** SOURCE MATERIAL follows **

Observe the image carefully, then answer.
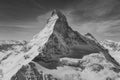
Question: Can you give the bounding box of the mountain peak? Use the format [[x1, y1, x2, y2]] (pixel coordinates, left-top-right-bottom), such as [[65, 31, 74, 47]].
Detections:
[[50, 9, 67, 22], [85, 33, 97, 41]]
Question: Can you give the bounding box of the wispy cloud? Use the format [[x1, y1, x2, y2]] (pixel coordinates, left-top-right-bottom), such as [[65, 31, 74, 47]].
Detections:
[[60, 0, 120, 41], [0, 25, 36, 35], [68, 0, 120, 22], [104, 21, 120, 37]]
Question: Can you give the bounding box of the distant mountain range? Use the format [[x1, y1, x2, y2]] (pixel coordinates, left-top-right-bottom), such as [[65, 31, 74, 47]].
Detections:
[[101, 40, 120, 51], [0, 10, 120, 80]]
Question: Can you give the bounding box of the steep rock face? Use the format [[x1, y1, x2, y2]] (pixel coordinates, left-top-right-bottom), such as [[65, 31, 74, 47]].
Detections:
[[32, 10, 103, 68], [11, 62, 57, 80], [31, 10, 120, 70]]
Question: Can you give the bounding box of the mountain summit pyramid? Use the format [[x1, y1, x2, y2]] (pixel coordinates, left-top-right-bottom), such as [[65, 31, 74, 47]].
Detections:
[[32, 10, 98, 63], [29, 10, 120, 69]]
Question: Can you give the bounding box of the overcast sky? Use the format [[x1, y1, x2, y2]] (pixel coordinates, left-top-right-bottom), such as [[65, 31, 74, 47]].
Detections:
[[0, 0, 120, 41]]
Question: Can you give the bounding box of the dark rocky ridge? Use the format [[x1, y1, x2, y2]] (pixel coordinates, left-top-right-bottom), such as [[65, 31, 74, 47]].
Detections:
[[33, 10, 101, 69], [33, 10, 120, 69]]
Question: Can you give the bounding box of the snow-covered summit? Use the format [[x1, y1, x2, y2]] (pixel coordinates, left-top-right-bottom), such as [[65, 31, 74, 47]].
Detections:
[[51, 9, 67, 22], [85, 33, 97, 41]]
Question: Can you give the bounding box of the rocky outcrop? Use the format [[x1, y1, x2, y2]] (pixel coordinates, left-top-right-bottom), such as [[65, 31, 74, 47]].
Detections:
[[11, 62, 57, 80]]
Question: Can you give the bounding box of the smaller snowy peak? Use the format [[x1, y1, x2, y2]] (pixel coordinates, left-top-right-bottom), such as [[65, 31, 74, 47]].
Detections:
[[101, 40, 120, 51], [0, 40, 27, 45], [85, 33, 97, 41], [0, 40, 27, 51], [103, 40, 120, 44]]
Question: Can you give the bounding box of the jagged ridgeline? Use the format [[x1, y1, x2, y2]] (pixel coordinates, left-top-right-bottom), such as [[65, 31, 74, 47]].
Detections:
[[31, 10, 120, 69], [0, 10, 120, 80]]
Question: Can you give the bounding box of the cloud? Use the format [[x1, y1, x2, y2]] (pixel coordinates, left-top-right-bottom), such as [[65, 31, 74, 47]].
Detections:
[[32, 0, 79, 9], [0, 0, 79, 24], [68, 0, 120, 23], [0, 25, 30, 33], [0, 0, 47, 24], [1, 0, 120, 25], [1, 0, 120, 24], [91, 20, 120, 37], [104, 23, 120, 37], [0, 25, 39, 40]]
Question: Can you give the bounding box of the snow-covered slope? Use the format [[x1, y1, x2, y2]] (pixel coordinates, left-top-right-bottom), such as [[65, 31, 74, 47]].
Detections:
[[0, 10, 59, 80], [1, 10, 120, 80], [59, 53, 120, 80], [12, 53, 120, 80], [101, 40, 120, 51], [101, 40, 120, 67]]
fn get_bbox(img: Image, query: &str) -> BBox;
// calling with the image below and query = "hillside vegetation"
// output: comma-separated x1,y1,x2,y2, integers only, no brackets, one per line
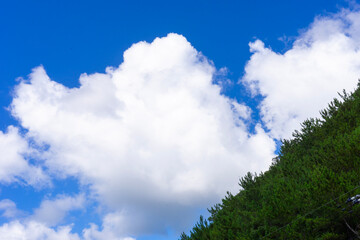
181,82,360,240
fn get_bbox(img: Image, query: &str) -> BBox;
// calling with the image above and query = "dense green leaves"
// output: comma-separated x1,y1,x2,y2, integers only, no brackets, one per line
181,82,360,240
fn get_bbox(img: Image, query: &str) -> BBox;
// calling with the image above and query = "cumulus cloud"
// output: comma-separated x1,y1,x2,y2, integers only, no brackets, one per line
0,126,49,186
0,219,136,240
82,213,136,240
31,194,85,227
10,33,275,235
242,9,360,139
0,221,80,240
5,7,360,239
0,195,135,240
0,199,24,219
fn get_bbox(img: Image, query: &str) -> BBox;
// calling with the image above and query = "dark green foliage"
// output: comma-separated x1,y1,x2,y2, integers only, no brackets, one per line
181,82,360,240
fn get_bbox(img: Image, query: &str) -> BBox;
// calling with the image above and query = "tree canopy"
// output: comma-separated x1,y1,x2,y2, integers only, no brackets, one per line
181,82,360,240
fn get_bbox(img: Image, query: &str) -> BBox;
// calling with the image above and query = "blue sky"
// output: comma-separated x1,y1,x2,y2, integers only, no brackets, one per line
1,1,360,239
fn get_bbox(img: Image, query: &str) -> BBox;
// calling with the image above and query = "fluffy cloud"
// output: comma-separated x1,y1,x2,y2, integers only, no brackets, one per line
242,9,360,139
0,199,24,219
0,221,80,240
10,33,276,235
5,7,360,239
82,213,136,240
32,194,85,227
0,195,84,227
0,195,135,240
0,126,48,186
0,219,136,240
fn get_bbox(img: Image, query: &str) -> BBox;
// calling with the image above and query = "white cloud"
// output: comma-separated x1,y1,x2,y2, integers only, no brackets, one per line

** End of SOURCE MATERIAL **

### TASK STATEMENT
Each record should appear again exactly as it stands, with no picture included.

### EXERCISE RESPONSE
Observe the image carefully, then answer.
Question: Can you give the bounding box of the mountain peak? Use the format [[x1, y1, x2, y2]] (pixel coordinates, left-top-right-bottom), such as [[65, 31, 74, 47]].
Detections:
[[50, 9, 67, 22], [85, 33, 97, 41]]
Question: Can you give the bounding box of the wispy cloud? Use the format [[x1, y1, x2, y2]] (pixel coordinates, left-top-right-bottom), such as [[65, 31, 74, 47]].
Detections:
[[60, 0, 120, 41], [0, 25, 36, 35], [68, 0, 120, 22], [104, 21, 120, 37]]
Question: Can you give the bounding box of the distant mountain range? Use the format [[x1, y1, x2, y2]] (pixel coordinates, left-top-right-bottom), such as [[65, 31, 74, 47]].
Detections:
[[101, 40, 120, 51], [0, 10, 120, 80]]
Question: Can you give the bounding box of the steep rock face? Use the format [[x1, y1, x2, y2]] (pixel coordinates, left-top-right-bottom), such as [[65, 31, 74, 47]].
Detections:
[[32, 10, 103, 68], [11, 62, 57, 80], [31, 10, 120, 70]]
Question: Can you give the bounding box of the mountain summit pyramid? Use the format [[x1, y1, x2, y2]] (pixel coordinates, left-top-right-bottom), such as [[65, 31, 74, 47]].
Detections:
[[32, 10, 98, 63], [29, 10, 120, 69]]
Question: Can you give the bounding box of the overcast sky? Use the format [[x1, y1, x2, y2]] (pixel coordinates, left-top-right-bottom), such as [[65, 31, 74, 47]].
Detections:
[[0, 0, 120, 41]]
Question: Can you give the bounding box of the dark rocky ridge? Use the format [[x1, y1, x2, y2]] (pixel coordinates, left-top-right-bottom), such as [[65, 31, 74, 47]].
Detections:
[[33, 10, 101, 69], [33, 10, 120, 69]]
Question: Can you give the bounding box of the snow-covered summit? Use the format [[x1, y1, x2, y2]] (pixel coordinates, left-top-right-bottom), such as [[65, 31, 74, 47]].
Detections:
[[51, 9, 67, 22], [85, 33, 97, 41]]
Question: Can you give the bounding box of the rocky outcrop? Use the format [[x1, y1, x2, y2]] (pixel coordinates, left-top-right-bottom), such as [[65, 31, 74, 47]].
Detections:
[[11, 62, 57, 80]]
Question: Can you give the bounding box of the smaller snowy peak? Use the format [[x1, y1, x2, y2]] (pixel coordinates, left-top-right-bottom), such as [[65, 31, 74, 47]].
Detections:
[[101, 40, 120, 51], [0, 40, 27, 45], [85, 33, 97, 41], [0, 40, 27, 51], [103, 40, 120, 44]]
Question: Can you give the bounding box of the jagged ridgeline? Use the format [[x1, y1, x2, y2]] (pixel coordinates, left-top-right-bottom), such as [[65, 31, 74, 47]].
Detections:
[[31, 10, 120, 69], [0, 10, 120, 80]]
Question: Can you give the bounding box of the cloud? Use the format [[x1, y1, x2, y2]] (pixel coordinates, left-top-right-bottom), such as [[65, 31, 74, 47]].
Detections:
[[32, 0, 79, 9], [0, 0, 79, 24], [68, 0, 120, 23], [0, 25, 30, 33], [0, 0, 47, 24], [1, 0, 120, 25], [1, 0, 120, 24], [91, 20, 120, 37], [104, 23, 120, 37], [0, 25, 39, 40]]
Question: Can you give the bounding box of the snow-covered slope? Use the format [[x1, y1, x2, y2]] (pixel coordinates, left-top-right-bottom), such as [[65, 31, 74, 47]].
Detections:
[[0, 10, 59, 80], [1, 10, 120, 80], [59, 53, 120, 80], [12, 53, 120, 80], [101, 40, 120, 51], [101, 40, 120, 67]]
fn get_bbox(img: Image, query: &str) -> BBox;
// calling with the image below and query = "hillside vegetation"
// output: comma-separated x1,y1,x2,y2, integers only, no brackets, one per line
181,82,360,240
fn get_bbox(img: Image, query: &str) -> BBox;
// calling with the image above and query = "dense green leaves"
// output: comma-separated x1,y1,x2,y2, integers only, no brackets, one per line
181,82,360,240
fn get_bbox(img: Image, query: &str) -> BBox;
// calling with the image above and query = "cumulus cloud"
// output: comma-separated x1,y1,x2,y2, integers only, no brackets, one per line
0,126,49,186
0,219,136,240
82,213,136,240
31,194,85,227
10,33,275,235
242,9,360,139
0,221,80,240
5,7,360,239
0,195,135,240
0,199,24,219
fn get_bbox(img: Image, query: &str) -> BBox;
// calling with the image above and query = "dark green foliage"
// output: comma-separated x1,y1,x2,y2, integers only, no brackets, one per line
181,82,360,240
fn get_bbox(img: Image, query: &str) -> BBox;
// calling with the image above and query = "tree canopy"
// output: comma-separated x1,y1,x2,y2, integers only, no brackets, one per line
181,82,360,240
fn get_bbox(img: Image, query: &str) -> BBox;
// calling with the image above and query = "blue sky"
// output: comma-separated x1,y1,x2,y2, integers only, no brackets, one per line
1,1,360,239
fn get_bbox(img: Image, query: &str) -> BBox;
// calling with the image above and query = "fluffy cloud"
// output: comma-separated x1,y1,x2,y2, integers only, no brackets, one per line
242,9,360,139
0,199,24,219
0,221,80,240
10,33,276,235
5,7,360,239
82,213,136,240
32,194,85,227
0,195,84,227
0,195,135,240
0,126,48,186
0,219,136,240
fn get_bbox(img: Image, query: &str) -> BBox;
// calling with the image above and query = "white cloud"
// output: comma-separated x1,y1,x2,y2, integers only, no brackets, one per line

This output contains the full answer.